TASK TO COMPLETE: Which of the lines below contain the word "photo"? Report each of those lines in full, and treat uppercase and lowercase as different.

RECORDED DATA:
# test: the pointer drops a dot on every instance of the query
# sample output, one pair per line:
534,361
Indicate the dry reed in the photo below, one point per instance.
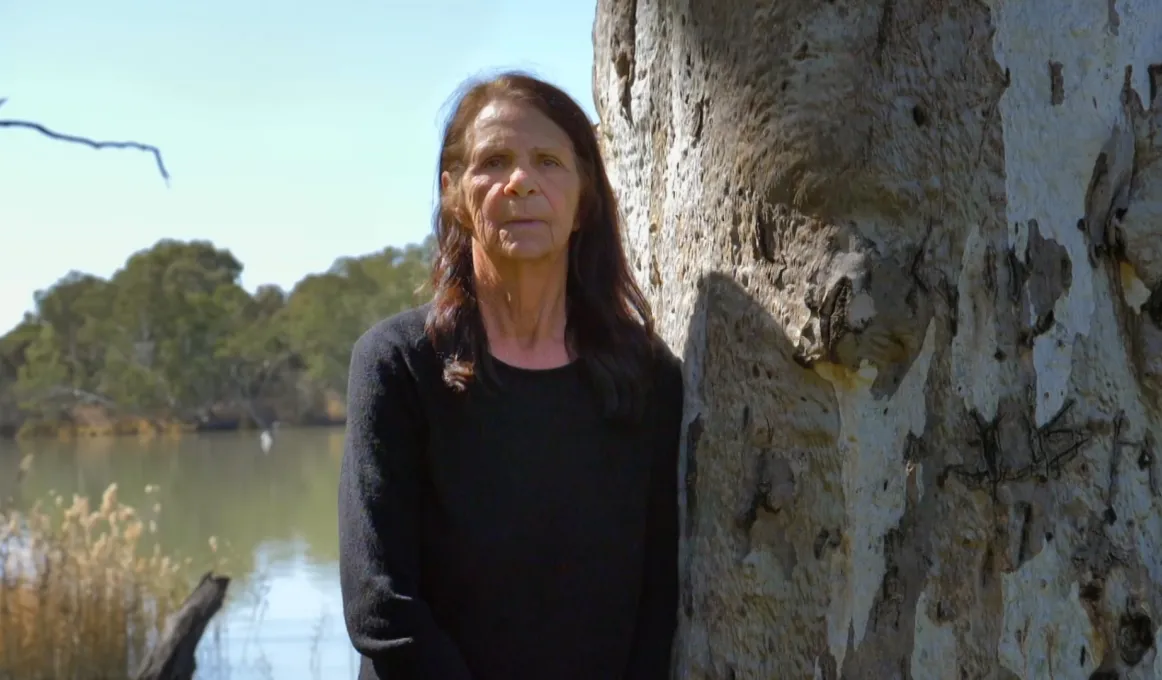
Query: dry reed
81,598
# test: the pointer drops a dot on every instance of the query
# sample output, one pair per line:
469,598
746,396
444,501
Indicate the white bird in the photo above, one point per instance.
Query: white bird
266,438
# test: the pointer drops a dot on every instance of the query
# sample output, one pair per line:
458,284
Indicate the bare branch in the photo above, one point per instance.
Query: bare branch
87,142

OUTPUT BELOW:
Indicate the dry reed in the photo below, one point per instance.
Indicate the white bird in the photo above, one point per instance.
Indicate the bare branch in the photo above, one point per instance.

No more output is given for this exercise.